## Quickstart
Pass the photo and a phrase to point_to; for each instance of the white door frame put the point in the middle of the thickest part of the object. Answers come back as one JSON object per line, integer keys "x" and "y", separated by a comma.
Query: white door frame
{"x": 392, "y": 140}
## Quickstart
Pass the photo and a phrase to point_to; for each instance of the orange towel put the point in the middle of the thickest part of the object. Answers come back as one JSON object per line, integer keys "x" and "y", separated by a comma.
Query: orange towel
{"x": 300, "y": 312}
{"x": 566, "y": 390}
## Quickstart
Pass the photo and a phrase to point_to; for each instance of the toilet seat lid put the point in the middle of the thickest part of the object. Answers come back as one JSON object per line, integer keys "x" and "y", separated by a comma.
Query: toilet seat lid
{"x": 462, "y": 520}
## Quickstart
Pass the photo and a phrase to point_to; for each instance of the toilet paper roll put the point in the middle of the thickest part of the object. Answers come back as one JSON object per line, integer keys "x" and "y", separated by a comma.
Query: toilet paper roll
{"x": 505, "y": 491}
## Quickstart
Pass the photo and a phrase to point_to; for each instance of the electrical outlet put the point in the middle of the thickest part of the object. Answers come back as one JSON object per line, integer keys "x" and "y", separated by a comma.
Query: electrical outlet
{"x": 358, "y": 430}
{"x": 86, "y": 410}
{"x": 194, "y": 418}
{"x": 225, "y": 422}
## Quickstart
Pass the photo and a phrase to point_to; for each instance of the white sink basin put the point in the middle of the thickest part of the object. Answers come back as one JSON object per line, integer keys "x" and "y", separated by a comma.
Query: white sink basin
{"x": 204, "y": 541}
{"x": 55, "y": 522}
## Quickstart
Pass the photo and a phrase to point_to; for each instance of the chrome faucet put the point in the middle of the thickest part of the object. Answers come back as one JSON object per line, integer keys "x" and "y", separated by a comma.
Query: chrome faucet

**TASK TO CARRY OUT:**
How many lines of the listing above contain the string "white", with case counting? Reply with the number alone.

**COMPLETE ANSWER:**
4